— Begin DATA ROWS —
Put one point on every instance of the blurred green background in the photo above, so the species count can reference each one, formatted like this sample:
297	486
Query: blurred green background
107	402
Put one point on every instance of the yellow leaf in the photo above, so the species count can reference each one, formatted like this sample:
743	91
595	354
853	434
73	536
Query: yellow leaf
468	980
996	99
— End DATA ROWS —
— Begin DATA ROWS —
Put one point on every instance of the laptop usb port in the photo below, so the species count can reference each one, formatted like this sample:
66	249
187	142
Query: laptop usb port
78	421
— End DATA ROWS —
=== WHAT IS REQUIRED ===
Pick out every line in the listing above that contains the string "laptop" and copy each of those lines in full.

=== ANSWER TO THIS PROBLEM ===
Put one point on every instance of the laptop usb port in the photo below, so the species count can reference each one, formatted like this sample:
Query: laptop usb port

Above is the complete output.